# EXERCISE TASKS:
#1 In the Eritrea text, turn the paragraph beginning "The Heritage Foundation's Index of World Freedom" into a short bulleted list that keeps its main facts.
#2 Pick out every line of the records that contains the string "handrail".

--- start of PAGE TEXT ---

The Heritage Foundation’s Index of World Freedom ranks Eritrea #176 out of 179 countries.  Transparency International’s Index of Corruption ranks it as one of the world’s most corrupt countries.  Reporters Without Borders’ Press Freedom Index ranks it as having the least press freedom on earth along with North Korea.

It’s common knowledge among Western intelligence agencies that Afewerki supports Moslem jihadi terrorists in Somalia with arms and money.  Yet he’s no Moslem – he was raised a Christian, became a Marxist, and has adopted a North Korean isolationist totalitarianism shut off from the world

Which is why the place is not easy to get to.  You cannot drive to it, because all roads from its three neighbors – Sudan, Ethiopia, and Djibouti – are closed.  Occasional freighters dock at the Red Sea port of Massawa but no passenger ships.  The only operational airport, at the capital of Asmara, has a once-weekly flight from Jeddah, Saudi Arabia, and twice-weekly flights from Sanaa, Yemen (how I got here).

--- end of PAGE TEXT ---
--- start of EXERCISE MATERIALS ---

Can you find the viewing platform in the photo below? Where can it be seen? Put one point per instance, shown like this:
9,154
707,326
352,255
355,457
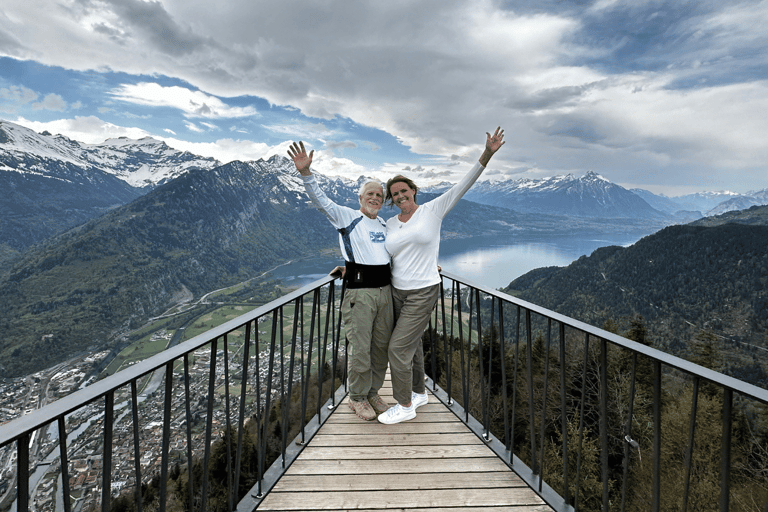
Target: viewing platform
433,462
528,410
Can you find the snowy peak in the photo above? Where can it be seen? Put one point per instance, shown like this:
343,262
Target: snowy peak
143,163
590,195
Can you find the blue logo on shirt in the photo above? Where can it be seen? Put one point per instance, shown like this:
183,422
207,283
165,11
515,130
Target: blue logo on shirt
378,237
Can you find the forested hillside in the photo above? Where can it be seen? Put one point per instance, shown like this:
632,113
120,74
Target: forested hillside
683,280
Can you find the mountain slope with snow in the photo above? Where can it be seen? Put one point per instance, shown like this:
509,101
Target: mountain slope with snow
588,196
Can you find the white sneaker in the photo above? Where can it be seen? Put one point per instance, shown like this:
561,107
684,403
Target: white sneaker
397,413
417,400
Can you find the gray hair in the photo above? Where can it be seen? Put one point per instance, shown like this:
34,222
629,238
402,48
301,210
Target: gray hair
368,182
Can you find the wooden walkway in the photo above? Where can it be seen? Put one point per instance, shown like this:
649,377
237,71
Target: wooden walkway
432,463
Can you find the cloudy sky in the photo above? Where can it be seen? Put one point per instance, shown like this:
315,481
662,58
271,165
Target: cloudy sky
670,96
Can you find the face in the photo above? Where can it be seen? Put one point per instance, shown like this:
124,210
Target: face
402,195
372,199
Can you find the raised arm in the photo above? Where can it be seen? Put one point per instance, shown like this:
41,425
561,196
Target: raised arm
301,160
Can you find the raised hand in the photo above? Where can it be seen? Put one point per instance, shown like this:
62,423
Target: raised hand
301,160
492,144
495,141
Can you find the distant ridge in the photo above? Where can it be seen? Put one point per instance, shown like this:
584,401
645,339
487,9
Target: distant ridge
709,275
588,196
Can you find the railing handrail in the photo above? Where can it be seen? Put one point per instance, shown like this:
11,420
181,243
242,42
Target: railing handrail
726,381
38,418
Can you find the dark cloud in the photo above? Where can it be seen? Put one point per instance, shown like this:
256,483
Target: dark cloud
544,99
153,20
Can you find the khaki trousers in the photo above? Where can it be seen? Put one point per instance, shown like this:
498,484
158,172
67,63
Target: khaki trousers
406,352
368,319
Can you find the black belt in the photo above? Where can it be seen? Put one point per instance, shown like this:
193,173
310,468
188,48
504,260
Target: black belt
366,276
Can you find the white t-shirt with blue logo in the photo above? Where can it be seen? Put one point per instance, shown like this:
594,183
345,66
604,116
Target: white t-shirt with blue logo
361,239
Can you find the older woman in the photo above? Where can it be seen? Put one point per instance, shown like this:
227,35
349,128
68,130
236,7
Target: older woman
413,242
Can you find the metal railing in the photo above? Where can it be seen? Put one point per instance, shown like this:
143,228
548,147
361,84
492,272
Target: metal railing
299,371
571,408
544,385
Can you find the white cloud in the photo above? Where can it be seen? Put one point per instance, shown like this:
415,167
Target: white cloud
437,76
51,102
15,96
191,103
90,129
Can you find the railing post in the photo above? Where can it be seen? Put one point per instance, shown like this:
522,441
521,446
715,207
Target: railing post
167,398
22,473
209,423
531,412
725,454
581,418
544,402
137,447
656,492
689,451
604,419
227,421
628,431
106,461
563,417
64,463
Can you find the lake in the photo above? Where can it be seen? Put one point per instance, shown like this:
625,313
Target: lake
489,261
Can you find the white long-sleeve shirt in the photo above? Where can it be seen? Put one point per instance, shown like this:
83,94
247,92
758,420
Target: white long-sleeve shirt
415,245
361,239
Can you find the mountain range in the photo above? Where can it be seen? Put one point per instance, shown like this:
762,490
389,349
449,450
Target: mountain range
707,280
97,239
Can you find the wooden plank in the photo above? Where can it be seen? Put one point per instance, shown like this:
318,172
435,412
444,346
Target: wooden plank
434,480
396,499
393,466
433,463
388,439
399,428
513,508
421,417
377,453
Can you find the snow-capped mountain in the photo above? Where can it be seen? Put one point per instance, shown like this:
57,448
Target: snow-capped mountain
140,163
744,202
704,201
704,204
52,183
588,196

--- end of EXERCISE MATERIALS ---

# EXERCISE ANSWERS:
#1
- Heritage Foundation's Index of World Freedom: Eritrea ranks #176 of 179 countries.
- Transparency International's Index of Corruption: Eritrea is one of the world's most corrupt countries.
- Reporters Without Borders' Press Freedom Index: Eritrea has the least press freedom on earth, along with North Korea.

#2
Can you find the railing handrail in the photo above? Where can it be seen? Put one point per instance, shown like this:
Target: railing handrail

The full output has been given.